Text segment —
+++

Tag Archive for: 2020 Census

Election Theft and U.S. Census Bureau: Over-Counted Democrat States, Under-Counted Republican States

Another massive election fraud story censored and scrubbed. The New York Times reported that Census Bureau admitted it overcounted the population in Democrat-dominated states Colorado, Delaware, Hawaii, Massachusetts, Minnesota, New York, and Rhode Island. The bureau said it undercounted the population in Republican-dominated Arkansas, Florida, Mississippi, Tennessee, and Texas (more here).

The conclusions come from a survey of 161,000 housing units conducted after the census was completed, a standard procedure following each once-in-a-decade head count of the U.S. population.

The results were markedly worse than in the 2010 census, in which none of the states had a statistically significant overcount or undercount, the agency found.

Congress needs to get to the bottom of what happened. It must use its oversight authority to investigate the Census Bureau, and how and why these errors happened. But it won’t. The testicular challenged GOP is led by the spineless, the gutless and the ball-less.

“If a politician from Florida decides to run for president in 2024, his (or her) home state will be short two votes in the Electoral College, and when the new session of the U.S. House of Representatives convenes in January 2023, Florida will be missing two congressional seats to which it is entitled,” Hans A. von Spakovsky, senior legal Fellow at the Heritage Foundation and a former Department of Justice lawyer and FEC commissioner, noted in a Sept. 3 analysis.

+++

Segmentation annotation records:
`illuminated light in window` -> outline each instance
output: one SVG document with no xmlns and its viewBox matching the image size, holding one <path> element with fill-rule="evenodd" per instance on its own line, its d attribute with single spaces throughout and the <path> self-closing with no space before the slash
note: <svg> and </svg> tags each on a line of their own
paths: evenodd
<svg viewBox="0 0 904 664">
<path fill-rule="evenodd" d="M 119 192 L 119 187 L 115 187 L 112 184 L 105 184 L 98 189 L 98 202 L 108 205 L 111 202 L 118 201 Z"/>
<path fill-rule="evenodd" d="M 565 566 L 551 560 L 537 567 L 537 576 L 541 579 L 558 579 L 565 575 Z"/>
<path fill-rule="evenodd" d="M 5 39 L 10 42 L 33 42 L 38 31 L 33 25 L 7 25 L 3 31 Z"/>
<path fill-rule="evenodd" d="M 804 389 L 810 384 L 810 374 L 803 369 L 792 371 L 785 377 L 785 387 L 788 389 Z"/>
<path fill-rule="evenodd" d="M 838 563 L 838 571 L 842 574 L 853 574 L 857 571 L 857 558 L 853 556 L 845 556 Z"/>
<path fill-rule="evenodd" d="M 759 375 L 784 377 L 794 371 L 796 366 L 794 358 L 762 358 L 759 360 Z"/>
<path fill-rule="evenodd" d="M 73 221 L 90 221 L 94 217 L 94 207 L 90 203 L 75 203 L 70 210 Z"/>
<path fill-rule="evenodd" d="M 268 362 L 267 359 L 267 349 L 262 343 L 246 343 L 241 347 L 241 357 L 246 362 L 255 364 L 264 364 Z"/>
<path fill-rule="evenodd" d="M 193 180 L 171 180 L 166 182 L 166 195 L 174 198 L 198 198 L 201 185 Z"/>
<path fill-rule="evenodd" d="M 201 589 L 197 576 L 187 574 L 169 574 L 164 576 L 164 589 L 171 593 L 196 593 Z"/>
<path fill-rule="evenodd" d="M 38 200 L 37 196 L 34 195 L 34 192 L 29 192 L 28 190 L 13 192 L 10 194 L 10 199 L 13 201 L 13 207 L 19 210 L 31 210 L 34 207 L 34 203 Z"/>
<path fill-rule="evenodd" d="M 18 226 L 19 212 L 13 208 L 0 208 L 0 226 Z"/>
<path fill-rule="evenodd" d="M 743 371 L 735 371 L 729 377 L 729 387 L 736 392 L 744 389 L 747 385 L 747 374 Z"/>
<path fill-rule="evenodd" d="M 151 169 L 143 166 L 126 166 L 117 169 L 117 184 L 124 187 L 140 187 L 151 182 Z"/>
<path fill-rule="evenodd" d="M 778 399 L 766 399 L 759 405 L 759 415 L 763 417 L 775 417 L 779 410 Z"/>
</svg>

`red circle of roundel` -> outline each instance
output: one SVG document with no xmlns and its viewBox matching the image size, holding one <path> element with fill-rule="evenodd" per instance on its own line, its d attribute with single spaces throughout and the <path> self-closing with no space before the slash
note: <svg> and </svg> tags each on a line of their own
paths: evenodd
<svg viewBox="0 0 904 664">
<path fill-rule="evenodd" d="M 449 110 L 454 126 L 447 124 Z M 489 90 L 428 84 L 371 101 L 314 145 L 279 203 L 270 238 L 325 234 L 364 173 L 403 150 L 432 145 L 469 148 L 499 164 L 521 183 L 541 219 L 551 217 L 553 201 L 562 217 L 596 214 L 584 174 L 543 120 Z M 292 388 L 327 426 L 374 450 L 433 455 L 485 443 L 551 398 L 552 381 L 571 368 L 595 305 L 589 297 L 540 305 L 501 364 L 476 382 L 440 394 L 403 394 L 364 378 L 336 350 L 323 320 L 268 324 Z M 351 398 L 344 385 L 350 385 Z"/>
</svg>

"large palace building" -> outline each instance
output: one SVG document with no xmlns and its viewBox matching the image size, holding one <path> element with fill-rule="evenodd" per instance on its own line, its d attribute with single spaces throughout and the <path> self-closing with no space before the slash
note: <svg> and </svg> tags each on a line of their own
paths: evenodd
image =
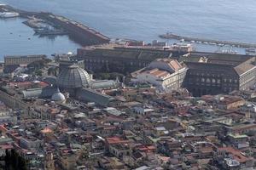
<svg viewBox="0 0 256 170">
<path fill-rule="evenodd" d="M 156 59 L 173 56 L 173 53 L 170 50 L 108 44 L 79 48 L 77 59 L 84 60 L 88 71 L 126 73 L 148 66 Z"/>
<path fill-rule="evenodd" d="M 255 57 L 189 53 L 180 59 L 188 66 L 185 88 L 194 95 L 249 89 L 255 83 Z"/>
</svg>

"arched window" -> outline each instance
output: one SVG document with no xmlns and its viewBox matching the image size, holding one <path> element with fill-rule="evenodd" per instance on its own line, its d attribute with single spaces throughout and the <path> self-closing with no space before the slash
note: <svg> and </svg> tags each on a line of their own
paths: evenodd
<svg viewBox="0 0 256 170">
<path fill-rule="evenodd" d="M 210 78 L 207 78 L 207 83 L 211 83 Z"/>
</svg>

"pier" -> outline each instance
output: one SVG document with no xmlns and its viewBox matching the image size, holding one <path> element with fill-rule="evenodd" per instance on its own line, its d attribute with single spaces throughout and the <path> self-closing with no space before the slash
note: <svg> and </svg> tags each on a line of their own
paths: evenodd
<svg viewBox="0 0 256 170">
<path fill-rule="evenodd" d="M 160 38 L 164 39 L 177 39 L 177 40 L 183 40 L 186 42 L 203 42 L 208 44 L 216 44 L 216 45 L 230 45 L 237 48 L 256 48 L 255 43 L 246 43 L 246 42 L 231 42 L 231 41 L 221 41 L 221 40 L 212 40 L 207 38 L 199 38 L 199 37 L 184 37 L 179 36 L 173 33 L 166 33 L 159 36 Z"/>
<path fill-rule="evenodd" d="M 62 32 L 68 34 L 71 39 L 82 46 L 102 44 L 110 42 L 109 37 L 87 26 L 51 13 L 29 12 L 15 8 L 9 5 L 0 6 L 0 12 L 19 13 L 20 17 L 28 19 L 24 24 L 33 29 L 37 27 L 37 23 L 33 21 L 41 20 L 57 31 L 61 30 Z M 55 33 L 53 35 L 56 35 L 56 32 L 53 32 Z"/>
</svg>

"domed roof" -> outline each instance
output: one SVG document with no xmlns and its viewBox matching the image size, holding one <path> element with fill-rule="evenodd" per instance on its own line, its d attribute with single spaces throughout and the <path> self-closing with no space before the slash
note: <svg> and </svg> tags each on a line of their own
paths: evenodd
<svg viewBox="0 0 256 170">
<path fill-rule="evenodd" d="M 90 87 L 90 75 L 78 65 L 71 65 L 63 68 L 57 77 L 59 88 L 64 88 Z"/>
<path fill-rule="evenodd" d="M 63 94 L 60 92 L 59 89 L 51 96 L 51 99 L 54 101 L 64 101 L 66 99 Z"/>
</svg>

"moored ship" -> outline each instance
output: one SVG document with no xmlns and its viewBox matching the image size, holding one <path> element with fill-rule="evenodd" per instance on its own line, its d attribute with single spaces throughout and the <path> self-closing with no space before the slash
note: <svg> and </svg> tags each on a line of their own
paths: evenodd
<svg viewBox="0 0 256 170">
<path fill-rule="evenodd" d="M 18 17 L 19 15 L 20 15 L 19 13 L 11 13 L 11 12 L 0 13 L 0 18 L 14 18 L 14 17 Z"/>
</svg>

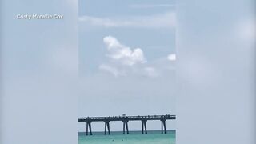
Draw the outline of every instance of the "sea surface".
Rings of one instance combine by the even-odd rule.
[[[79,144],[175,144],[175,130],[168,130],[167,134],[161,131],[148,131],[142,134],[141,131],[130,131],[130,134],[122,134],[122,131],[111,132],[110,135],[104,135],[104,132],[94,132],[93,135],[78,133]]]

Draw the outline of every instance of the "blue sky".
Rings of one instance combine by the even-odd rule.
[[[175,113],[174,5],[79,2],[79,116]],[[174,122],[169,125],[174,128]]]

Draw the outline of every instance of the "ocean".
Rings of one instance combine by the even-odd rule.
[[[122,131],[113,131],[110,135],[104,135],[104,132],[94,132],[93,135],[78,133],[79,144],[175,144],[175,130],[168,130],[167,134],[161,134],[159,130],[148,131],[142,134],[142,131],[130,131],[130,134],[122,134]]]

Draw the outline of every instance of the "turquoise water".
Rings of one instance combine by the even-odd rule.
[[[94,132],[86,136],[79,133],[79,144],[175,144],[175,130],[168,130],[167,134],[161,131],[148,131],[148,134],[142,134],[141,131],[130,131],[130,134],[121,132],[112,132],[111,135],[104,135],[103,132]]]

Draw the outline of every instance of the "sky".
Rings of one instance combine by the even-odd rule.
[[[78,14],[79,117],[175,114],[175,2],[81,0]]]

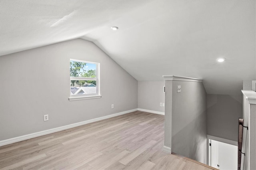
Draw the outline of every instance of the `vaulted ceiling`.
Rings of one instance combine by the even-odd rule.
[[[0,0],[0,55],[81,38],[138,81],[190,77],[208,94],[239,94],[256,79],[255,2]]]

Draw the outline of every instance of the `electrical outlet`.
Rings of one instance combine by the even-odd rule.
[[[181,92],[181,86],[178,85],[177,86],[177,93],[180,93]]]
[[[49,117],[48,116],[48,115],[44,115],[44,121],[49,121]]]

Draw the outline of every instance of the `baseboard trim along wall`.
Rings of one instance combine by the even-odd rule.
[[[138,111],[142,111],[142,112],[148,112],[151,113],[157,114],[158,115],[164,115],[164,112],[158,112],[157,111],[151,111],[150,110],[144,109],[138,109]]]
[[[79,126],[83,125],[84,125],[88,124],[88,123],[92,123],[93,122],[97,122],[97,121],[101,121],[102,120],[110,118],[111,117],[124,115],[125,114],[130,113],[135,111],[137,111],[138,110],[138,109],[134,109],[122,112],[120,112],[117,113],[108,115],[107,116],[100,117],[98,118],[88,120],[88,121],[83,121],[82,122],[73,123],[72,124],[68,125],[67,125],[58,127],[46,130],[45,130],[41,131],[40,132],[36,132],[35,133],[33,133],[30,134],[26,134],[25,135],[21,136],[20,136],[11,138],[10,139],[1,140],[0,141],[0,146],[4,145],[6,145],[7,144],[11,144],[12,143],[20,142],[22,140],[26,140],[27,139],[30,139],[31,138],[35,138],[36,137],[40,136],[49,134],[50,133],[54,133],[54,132],[58,132],[69,128],[77,127]]]
[[[163,150],[164,151],[164,152],[165,152],[170,154],[171,154],[172,153],[172,149],[169,147],[167,147],[164,146],[164,147],[163,147]]]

+++

Exercises —
1. According to the census post, how many housing units were in the survey that the bureau's conclusions came from?
2. Please sum up the census post in two sentences.

Responses to the tasks —
1. 161,000 housing units.

2. The post reports that the Census Bureau admitted overcounting the population in Democrat-dominated Colorado, Delaware, Hawaii, Massachusetts, Minnesota, New York, and Rhode Island and undercounting it in Republican-dominated Arkansas, Florida, Mississippi, Tennessee, and Texas, based on a post-census survey of 161,000 housing units. It says the results were markedly worse than in the 2010 census and that Congress needs to investigate the bureau, and it quotes a Heritage Foundation analyst who says Florida will be short two Electoral College votes and two congressional seats.